◆ **Description of the task**
Write out only the tail of the records, beginning at the line containing "AR overlay engine: identify the olive" and including the last line, exactly as written.

[Information Boundary: Start]

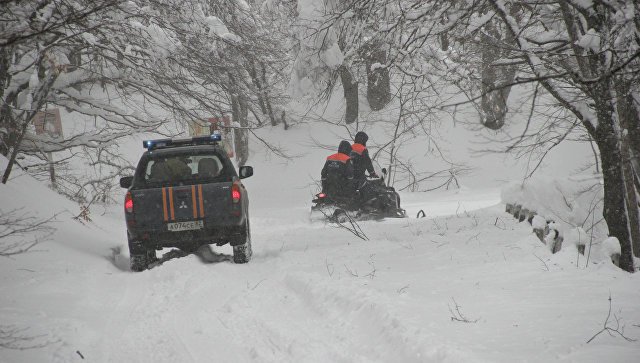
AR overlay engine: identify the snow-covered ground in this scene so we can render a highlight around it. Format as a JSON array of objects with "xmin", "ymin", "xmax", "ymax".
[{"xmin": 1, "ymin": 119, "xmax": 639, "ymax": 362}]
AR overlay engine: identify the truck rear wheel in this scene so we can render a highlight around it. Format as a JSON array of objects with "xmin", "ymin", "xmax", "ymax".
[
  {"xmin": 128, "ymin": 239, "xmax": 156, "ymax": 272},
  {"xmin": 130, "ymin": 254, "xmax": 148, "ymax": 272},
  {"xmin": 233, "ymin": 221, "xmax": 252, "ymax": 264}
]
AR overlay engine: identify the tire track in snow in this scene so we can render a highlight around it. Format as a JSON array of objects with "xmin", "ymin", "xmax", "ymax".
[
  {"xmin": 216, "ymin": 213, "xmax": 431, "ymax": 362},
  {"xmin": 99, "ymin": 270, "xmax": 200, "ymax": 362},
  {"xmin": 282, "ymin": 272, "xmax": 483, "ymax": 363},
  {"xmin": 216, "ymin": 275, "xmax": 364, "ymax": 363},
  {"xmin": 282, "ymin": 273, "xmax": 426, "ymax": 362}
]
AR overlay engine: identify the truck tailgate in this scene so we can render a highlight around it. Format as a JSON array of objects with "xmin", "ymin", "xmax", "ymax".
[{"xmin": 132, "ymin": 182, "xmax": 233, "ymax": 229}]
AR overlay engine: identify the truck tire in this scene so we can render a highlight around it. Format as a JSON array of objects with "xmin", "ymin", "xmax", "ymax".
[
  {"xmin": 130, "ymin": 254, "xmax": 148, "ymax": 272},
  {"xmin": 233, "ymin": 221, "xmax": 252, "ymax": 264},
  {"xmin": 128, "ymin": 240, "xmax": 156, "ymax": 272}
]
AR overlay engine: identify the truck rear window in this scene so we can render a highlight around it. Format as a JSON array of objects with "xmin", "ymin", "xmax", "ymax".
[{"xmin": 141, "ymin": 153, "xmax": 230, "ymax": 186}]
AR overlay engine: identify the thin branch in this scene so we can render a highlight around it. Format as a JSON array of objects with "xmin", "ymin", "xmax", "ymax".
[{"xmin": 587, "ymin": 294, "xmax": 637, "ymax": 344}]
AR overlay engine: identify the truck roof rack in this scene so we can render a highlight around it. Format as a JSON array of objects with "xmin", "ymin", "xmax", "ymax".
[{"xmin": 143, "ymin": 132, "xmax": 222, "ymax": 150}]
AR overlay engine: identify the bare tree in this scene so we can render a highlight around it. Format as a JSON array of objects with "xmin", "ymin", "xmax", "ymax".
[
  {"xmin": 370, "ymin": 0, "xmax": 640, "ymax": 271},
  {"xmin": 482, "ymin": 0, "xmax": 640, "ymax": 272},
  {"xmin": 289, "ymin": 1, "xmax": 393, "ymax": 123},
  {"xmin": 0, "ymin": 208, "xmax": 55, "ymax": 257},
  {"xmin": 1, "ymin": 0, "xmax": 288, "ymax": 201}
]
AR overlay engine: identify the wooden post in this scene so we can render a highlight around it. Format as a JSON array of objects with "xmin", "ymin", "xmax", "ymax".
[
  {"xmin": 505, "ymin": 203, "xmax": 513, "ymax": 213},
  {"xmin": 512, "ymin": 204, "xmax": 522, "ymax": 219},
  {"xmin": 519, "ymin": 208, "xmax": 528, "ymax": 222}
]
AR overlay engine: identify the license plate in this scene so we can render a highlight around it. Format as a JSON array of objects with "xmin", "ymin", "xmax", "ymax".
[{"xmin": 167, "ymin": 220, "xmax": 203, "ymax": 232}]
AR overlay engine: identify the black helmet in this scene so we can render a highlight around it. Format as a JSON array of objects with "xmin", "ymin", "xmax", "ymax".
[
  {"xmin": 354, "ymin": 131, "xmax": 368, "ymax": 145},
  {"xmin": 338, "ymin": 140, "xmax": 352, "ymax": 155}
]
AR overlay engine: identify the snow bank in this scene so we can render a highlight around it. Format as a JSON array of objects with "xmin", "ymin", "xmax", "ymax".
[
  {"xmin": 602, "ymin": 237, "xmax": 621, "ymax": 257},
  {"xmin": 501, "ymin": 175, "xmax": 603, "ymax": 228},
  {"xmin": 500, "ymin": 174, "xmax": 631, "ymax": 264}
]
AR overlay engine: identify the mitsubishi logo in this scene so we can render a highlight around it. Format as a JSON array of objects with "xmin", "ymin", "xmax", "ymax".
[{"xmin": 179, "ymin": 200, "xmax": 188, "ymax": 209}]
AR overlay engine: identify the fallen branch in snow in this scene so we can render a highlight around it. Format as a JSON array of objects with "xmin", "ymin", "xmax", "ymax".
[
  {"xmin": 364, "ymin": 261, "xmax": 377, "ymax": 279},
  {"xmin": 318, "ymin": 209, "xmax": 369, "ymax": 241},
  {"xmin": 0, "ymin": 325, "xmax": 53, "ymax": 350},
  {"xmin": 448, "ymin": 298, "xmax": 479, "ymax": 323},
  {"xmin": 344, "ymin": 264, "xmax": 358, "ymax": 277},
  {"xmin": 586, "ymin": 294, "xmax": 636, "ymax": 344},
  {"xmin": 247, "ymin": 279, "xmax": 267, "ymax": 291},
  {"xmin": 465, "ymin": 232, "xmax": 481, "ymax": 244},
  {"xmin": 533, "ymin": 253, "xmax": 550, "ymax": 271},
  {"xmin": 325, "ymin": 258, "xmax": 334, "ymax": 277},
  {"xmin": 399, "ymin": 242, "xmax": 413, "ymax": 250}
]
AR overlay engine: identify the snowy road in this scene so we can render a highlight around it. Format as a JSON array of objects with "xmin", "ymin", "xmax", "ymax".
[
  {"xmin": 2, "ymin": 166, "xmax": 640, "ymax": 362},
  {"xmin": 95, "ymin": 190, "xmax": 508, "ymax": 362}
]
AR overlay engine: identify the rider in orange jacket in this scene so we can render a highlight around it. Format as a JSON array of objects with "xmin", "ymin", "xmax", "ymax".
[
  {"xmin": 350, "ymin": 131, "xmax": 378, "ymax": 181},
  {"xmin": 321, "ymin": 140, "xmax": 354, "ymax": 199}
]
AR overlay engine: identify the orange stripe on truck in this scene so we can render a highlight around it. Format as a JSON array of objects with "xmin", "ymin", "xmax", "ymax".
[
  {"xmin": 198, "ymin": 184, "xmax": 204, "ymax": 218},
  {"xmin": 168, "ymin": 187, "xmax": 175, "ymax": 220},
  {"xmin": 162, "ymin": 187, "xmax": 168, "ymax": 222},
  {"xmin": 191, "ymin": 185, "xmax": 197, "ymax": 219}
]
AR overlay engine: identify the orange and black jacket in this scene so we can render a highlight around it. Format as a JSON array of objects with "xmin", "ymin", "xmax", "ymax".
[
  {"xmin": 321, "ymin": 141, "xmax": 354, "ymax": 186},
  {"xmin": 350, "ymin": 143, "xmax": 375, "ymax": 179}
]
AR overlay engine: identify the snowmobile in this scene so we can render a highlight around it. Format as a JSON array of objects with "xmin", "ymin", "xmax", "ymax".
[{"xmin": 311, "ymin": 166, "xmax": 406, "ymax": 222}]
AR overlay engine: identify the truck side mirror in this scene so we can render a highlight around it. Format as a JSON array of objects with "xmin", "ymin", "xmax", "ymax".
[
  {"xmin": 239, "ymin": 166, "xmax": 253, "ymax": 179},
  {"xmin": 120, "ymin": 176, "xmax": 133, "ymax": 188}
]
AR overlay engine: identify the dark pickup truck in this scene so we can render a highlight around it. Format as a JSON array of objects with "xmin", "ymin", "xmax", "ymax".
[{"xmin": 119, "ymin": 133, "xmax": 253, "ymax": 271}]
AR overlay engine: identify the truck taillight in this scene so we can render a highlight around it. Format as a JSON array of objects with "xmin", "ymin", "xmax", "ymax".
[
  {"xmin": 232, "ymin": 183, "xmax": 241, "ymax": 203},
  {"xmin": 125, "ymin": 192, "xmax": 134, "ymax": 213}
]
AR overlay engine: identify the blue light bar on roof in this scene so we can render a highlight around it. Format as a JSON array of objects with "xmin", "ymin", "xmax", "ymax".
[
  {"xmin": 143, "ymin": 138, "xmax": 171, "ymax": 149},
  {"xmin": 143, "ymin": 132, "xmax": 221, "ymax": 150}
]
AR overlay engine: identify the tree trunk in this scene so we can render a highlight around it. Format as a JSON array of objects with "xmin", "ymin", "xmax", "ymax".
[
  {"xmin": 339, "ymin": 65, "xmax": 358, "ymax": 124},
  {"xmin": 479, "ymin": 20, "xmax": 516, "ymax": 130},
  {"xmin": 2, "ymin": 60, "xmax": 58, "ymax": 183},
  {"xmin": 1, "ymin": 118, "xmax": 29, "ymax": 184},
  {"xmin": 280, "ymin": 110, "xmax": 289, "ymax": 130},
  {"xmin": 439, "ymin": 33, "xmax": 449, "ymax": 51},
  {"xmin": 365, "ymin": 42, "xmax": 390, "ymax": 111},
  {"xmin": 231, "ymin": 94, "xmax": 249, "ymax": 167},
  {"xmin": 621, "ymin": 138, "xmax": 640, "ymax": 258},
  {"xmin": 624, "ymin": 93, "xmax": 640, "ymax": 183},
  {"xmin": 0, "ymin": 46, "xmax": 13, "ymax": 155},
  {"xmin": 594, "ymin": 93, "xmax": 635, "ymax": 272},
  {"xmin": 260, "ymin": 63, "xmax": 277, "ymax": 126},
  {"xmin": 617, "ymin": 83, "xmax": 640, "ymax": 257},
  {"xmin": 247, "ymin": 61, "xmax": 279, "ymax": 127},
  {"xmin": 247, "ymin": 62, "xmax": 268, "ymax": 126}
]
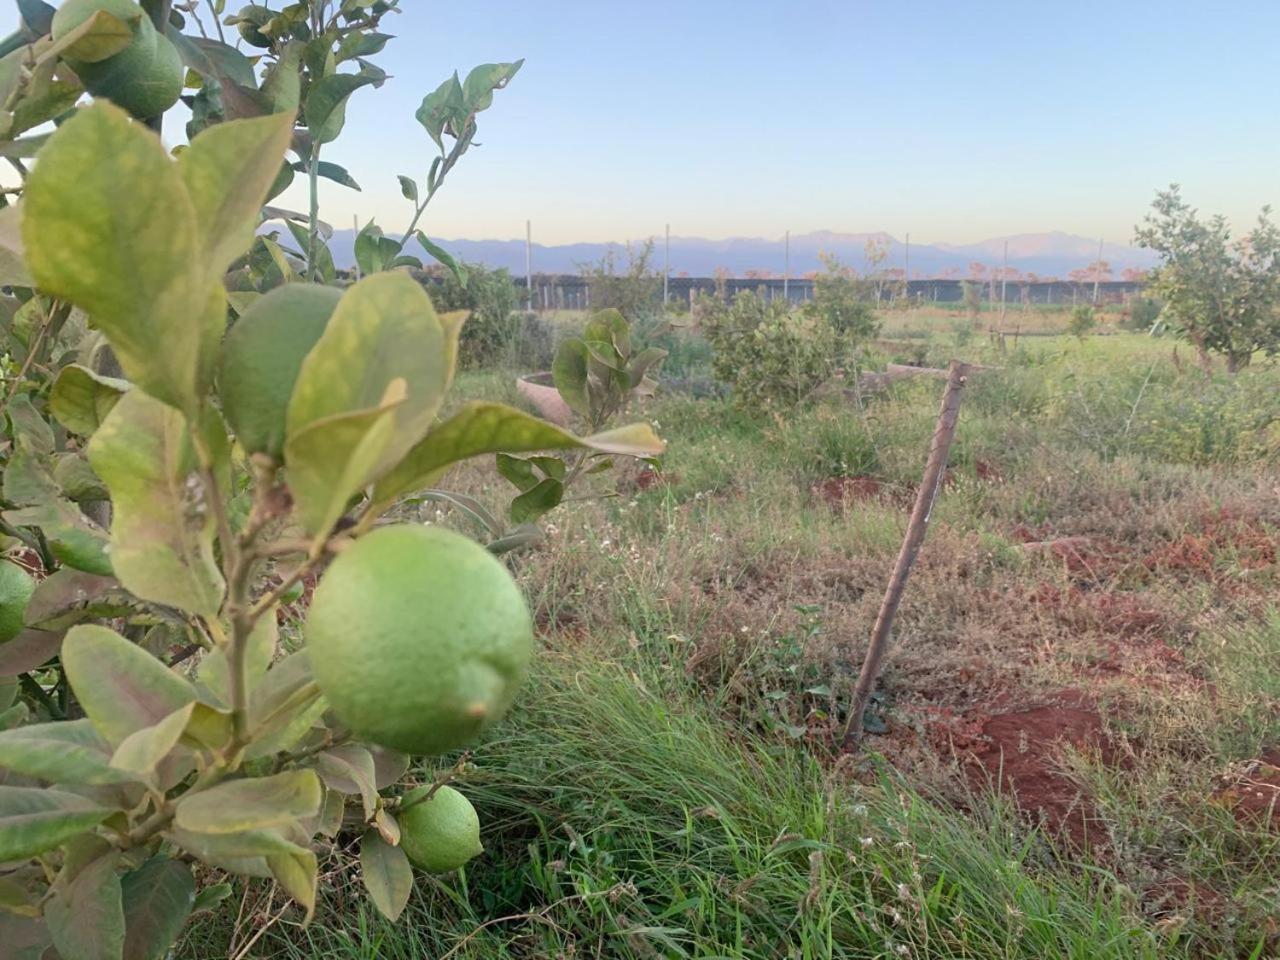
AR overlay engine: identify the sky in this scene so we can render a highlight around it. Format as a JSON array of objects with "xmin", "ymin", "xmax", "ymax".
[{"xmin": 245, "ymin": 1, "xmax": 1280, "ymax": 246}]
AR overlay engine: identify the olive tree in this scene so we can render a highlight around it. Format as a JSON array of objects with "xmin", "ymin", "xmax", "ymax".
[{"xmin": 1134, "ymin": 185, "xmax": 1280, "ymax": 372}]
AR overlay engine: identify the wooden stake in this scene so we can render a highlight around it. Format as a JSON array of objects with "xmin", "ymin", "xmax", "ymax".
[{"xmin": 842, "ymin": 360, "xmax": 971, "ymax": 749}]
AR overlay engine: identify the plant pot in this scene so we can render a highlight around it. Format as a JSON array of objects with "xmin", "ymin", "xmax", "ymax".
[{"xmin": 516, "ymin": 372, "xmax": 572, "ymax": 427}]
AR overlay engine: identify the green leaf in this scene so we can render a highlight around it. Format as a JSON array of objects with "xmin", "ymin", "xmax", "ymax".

[Information Boundary: End]

◆ **Solution to the exercise**
AR overlay engine: identify the olive tree in this scene so we can render a highlight around it. Format as a JSON array of objects with "xmin", "ymin", "xmax", "ymax".
[{"xmin": 1134, "ymin": 185, "xmax": 1280, "ymax": 372}]
AR overlay engine: identify the wooden stake in this scene so we can render a highlight around it. Format as a JSON array of objects with "xmin", "ymin", "xmax", "ymax".
[{"xmin": 842, "ymin": 360, "xmax": 971, "ymax": 749}]
AR overlay engine: identify the plant pot in this scene so we can render a highlight around it. Format as a JSON array of objects with "xmin", "ymin", "xmax", "ymax".
[{"xmin": 516, "ymin": 372, "xmax": 572, "ymax": 427}]
AR overlay engine: identify the green leaf in this scene so we can render a highlight around it. Format as a JSON array of objects with "xmin", "ymin", "xmax", "ymax".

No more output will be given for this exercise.